Give every entry again, exactly.

**Data for this task:**
══════════
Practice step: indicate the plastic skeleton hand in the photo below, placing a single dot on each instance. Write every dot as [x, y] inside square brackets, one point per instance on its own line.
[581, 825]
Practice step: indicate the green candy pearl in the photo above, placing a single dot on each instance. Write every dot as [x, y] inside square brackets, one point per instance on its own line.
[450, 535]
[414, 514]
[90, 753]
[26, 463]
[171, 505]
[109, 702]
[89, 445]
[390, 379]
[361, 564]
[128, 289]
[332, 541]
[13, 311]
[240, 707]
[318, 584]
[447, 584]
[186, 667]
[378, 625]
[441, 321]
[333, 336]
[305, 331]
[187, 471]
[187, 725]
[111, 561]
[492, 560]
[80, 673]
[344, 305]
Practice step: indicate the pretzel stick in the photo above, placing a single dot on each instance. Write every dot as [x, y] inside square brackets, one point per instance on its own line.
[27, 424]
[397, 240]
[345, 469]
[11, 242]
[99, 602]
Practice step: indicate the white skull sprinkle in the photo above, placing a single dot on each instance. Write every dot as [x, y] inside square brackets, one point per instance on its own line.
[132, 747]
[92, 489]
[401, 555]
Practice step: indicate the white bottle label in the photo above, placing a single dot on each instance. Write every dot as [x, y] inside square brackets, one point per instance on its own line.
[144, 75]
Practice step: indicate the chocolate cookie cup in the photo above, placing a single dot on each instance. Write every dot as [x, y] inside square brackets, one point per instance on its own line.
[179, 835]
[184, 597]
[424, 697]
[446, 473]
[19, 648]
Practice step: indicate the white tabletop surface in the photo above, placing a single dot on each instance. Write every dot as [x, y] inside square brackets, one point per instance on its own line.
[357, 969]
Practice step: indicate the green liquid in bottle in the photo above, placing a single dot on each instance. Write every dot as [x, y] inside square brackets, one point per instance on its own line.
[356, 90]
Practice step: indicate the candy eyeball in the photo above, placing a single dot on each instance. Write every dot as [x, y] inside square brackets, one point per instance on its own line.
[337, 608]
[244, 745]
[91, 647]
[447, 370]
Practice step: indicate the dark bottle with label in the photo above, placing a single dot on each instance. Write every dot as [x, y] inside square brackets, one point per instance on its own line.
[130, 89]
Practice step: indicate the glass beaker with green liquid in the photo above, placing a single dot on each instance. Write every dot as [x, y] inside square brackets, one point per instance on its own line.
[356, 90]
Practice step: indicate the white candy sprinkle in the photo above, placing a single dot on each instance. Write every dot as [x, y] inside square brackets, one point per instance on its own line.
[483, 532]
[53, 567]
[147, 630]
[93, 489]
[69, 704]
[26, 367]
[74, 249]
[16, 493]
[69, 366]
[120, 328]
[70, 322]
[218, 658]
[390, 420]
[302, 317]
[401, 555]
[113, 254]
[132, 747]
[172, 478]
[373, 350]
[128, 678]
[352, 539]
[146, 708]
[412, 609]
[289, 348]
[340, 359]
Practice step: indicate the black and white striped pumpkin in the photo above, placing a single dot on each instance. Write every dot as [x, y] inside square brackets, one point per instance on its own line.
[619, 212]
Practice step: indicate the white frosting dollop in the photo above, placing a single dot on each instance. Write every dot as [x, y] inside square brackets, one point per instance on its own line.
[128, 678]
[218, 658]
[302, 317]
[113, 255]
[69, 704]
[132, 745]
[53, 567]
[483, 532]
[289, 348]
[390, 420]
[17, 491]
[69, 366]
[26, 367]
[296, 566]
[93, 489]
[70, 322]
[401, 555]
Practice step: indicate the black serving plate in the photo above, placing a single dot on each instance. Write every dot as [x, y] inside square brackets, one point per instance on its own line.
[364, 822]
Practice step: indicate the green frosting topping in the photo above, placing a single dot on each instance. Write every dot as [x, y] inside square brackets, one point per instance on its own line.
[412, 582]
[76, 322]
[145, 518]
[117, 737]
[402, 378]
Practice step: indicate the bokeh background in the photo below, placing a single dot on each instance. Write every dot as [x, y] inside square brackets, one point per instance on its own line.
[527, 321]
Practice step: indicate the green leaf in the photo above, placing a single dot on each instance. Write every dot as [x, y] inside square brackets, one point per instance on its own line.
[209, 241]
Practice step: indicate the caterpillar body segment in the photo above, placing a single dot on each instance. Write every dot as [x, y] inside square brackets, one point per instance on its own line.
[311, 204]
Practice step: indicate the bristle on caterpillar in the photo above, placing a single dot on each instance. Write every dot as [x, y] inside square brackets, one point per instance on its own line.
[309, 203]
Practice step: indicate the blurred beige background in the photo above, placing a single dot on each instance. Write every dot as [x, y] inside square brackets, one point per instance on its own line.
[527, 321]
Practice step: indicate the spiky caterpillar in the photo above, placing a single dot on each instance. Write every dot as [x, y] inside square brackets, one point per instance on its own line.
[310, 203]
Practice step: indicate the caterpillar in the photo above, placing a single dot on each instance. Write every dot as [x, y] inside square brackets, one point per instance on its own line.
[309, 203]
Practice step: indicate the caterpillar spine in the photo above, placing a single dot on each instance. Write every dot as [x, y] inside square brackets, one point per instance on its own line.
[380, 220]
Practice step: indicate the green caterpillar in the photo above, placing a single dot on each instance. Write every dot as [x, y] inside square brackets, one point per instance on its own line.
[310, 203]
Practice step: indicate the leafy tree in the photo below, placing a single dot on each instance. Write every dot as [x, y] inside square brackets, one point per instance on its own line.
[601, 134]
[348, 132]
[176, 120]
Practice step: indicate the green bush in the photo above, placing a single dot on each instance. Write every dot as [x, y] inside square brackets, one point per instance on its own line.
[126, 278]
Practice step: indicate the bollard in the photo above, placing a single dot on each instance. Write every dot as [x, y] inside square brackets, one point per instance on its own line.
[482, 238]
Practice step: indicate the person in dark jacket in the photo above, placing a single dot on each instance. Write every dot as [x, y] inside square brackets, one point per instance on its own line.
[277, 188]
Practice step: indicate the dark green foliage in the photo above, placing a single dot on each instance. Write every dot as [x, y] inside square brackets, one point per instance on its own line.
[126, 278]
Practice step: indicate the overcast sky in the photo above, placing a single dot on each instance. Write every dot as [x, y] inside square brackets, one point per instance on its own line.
══════════
**Written reply:**
Practice step: indicate the plastic skeleton hand in the photo below, placing a single dot on each instance. Write every dot as [x, y] inside square brackets, one point per instance on its own line.
[581, 825]
Practice step: indicate the green candy pearl in the photo above, placing a single dot on each instance. Write every dot as [x, y] inside square brackets, one point per instance on its own line.
[450, 535]
[414, 514]
[90, 753]
[26, 463]
[171, 505]
[109, 702]
[89, 445]
[390, 379]
[361, 564]
[128, 289]
[332, 541]
[13, 311]
[240, 707]
[318, 584]
[447, 584]
[186, 667]
[378, 625]
[441, 321]
[333, 336]
[305, 331]
[187, 471]
[187, 725]
[111, 561]
[492, 560]
[80, 673]
[344, 305]
Practice step: indicate the pretzel stick in the photo above, placing a single dot on each instance. Write every dot as [x, y] inside square brackets, one point per instance on its own line.
[27, 424]
[397, 240]
[345, 469]
[11, 242]
[99, 602]
Practice step: indicate the white skull sprinkle in the photo above, placing a single dot on each instance. Write every dot as [x, y] inside square brackets, one point per instance on its own line.
[132, 747]
[92, 489]
[401, 555]
Practice step: indicate the white bottle label in the photo above, placing a single dot on each instance. Write every dot as [x, y] inside square brackets, one point per instance on its own line.
[144, 75]
Practice step: indicate the chocolate cookie cup in the photo above, placing a single dot on each instance. Write every dot as [x, y] inside square brackets, one point per instance on its own line.
[179, 835]
[184, 597]
[424, 697]
[446, 473]
[19, 648]
Practice step: indicate the white tabletop surface in the photo above, placing a single dot on each instance. Write every dot as [x, y] inside square brackets, one point per instance on its own line.
[357, 969]
Practice step: indicate the green liquid in bottle in the photo above, placing a single dot on each instance. Write every dot as [x, y] inside square brackets, one point per instance on its own line.
[356, 90]
Practice step: indicate the candy eyeball in the photo above, placing a single dot on each instance. Write every dot as [x, y] inside square brackets, one point per instance on its own line.
[337, 608]
[244, 745]
[91, 647]
[447, 370]
Practice step: indicate the dark bottle with label in the photo above, placing a single dot on each instance. Write every dot as [x, y] inside square brackets, one point per instance on its own line.
[130, 89]
Practice step: indicate the glass beaker with green liquid in the photo above, placing a single dot on each instance. Write every dot as [x, y] inside square brackets, one point per instance on its own line.
[356, 90]
Practice step: indicate the white candy sprinkle in the photo above, placing a single dot on each instance. Write every dot as [x, y] inside square brackets, one point per instance on its own line.
[483, 532]
[53, 567]
[147, 630]
[93, 489]
[69, 704]
[26, 367]
[74, 249]
[16, 493]
[69, 366]
[120, 328]
[70, 322]
[218, 658]
[390, 420]
[302, 317]
[401, 555]
[113, 254]
[132, 747]
[172, 478]
[373, 350]
[128, 678]
[352, 539]
[146, 708]
[412, 609]
[289, 348]
[340, 359]
Practice step: indicate the black and white striped pumpkin in the photo above, placing a single dot on each instance. Write every dot as [x, y] inside square brackets, one point per instance on its own line.
[619, 212]
Practice step: indicate the white frosting dollop in the photo above, placing a single dot on each instance. Write every dot as [x, y] inside square brackets, one point per instance on its own line.
[128, 678]
[218, 658]
[302, 317]
[113, 255]
[69, 704]
[132, 745]
[53, 567]
[483, 532]
[289, 348]
[390, 420]
[17, 491]
[69, 366]
[26, 367]
[296, 566]
[93, 489]
[70, 322]
[401, 555]
Practice step: indicate the black serving plate in the photo above, placing a single dot on each instance. Write every dot as [x, y] inside square brackets, one point per instance on its own line.
[364, 822]
Practice step: indicate the green frosting topping in the photo above, placing a single dot on each instance. Write every dot as [x, y] inside square brackets, one point per instance on its own line.
[412, 582]
[76, 322]
[145, 518]
[117, 737]
[402, 378]
Practice step: indicate the bokeh background in the photo below, placing a single dot on each instance. Write every dot as [x, y] inside square brackets, one point per instance on its own line.
[527, 321]
Practice step: indicate the green leaf in the photo above, placing a single dot on each instance. Write every dot as [x, y] inside square brackets, one point per instance on its own line.
[209, 241]
Practice step: indicate the caterpillar body segment in the photo above, placing a single dot on each instance. Write every dot as [x, y] inside square brackets, one point per instance on its own line.
[311, 204]
Practice step: indicate the bristle on caterpillar in the photo above, placing a single dot on each instance. Write every dot as [x, y] inside square brackets, one point per instance on its own line.
[309, 203]
Practice step: indicate the blurred beige background in the photo above, placing a single dot on each instance. Write every dot as [x, y] inside square brackets, one point per instance on its own line.
[527, 321]
Practice step: indicate the spiky caterpillar in the photo above, placing a single dot on each instance. Write every dot as [x, y] inside square brackets, one point per instance on its own line.
[310, 203]
Practice step: indicate the caterpillar in the photo above, placing a single dot on each instance. Write every dot as [x, y] inside square brackets, one point per instance on its own line.
[309, 203]
Practice step: indicate the caterpillar spine in the photo above, placing a single dot on each instance. Write every dot as [x, y] inside square brackets, one point per instance on its own line.
[380, 220]
Practice step: indicate the green caterpillar in the photo above, placing a single dot on each instance. Write every dot as [x, y] inside square brackets, one point per instance on its own line.
[310, 203]
Practice step: indicate the leafy tree in the photo below, placing a single dot on each instance. Write every dot as [x, y] inside square brackets, one point per instance on its own line.
[601, 134]
[348, 132]
[176, 120]
Practice step: indicate the green bush in the photo above, placing a single dot on each instance. Write every dot as [x, y] inside square brackets, one point per instance on its own line.
[126, 278]
Practice step: indicate the bollard in the photo above, placing a single dot on each instance. Write every dot as [x, y] inside square brackets, one point per instance on its own line.
[482, 238]
Practice step: indicate the person in dark jacket in the photo above, placing a single dot on each instance. Write every dot as [x, y] inside square brackets, one point per instance on its own line.
[277, 188]
Practice step: indicate the dark green foliage in the photo above, placing a single dot on each instance. Write every dot as [x, y] inside square brackets, one point per instance on its own line.
[126, 278]
Practice step: indicate the overcast sky in the photo above, placing a single dot on each instance. Write every dot as [x, y] inside square brackets, one point per instance on its own line.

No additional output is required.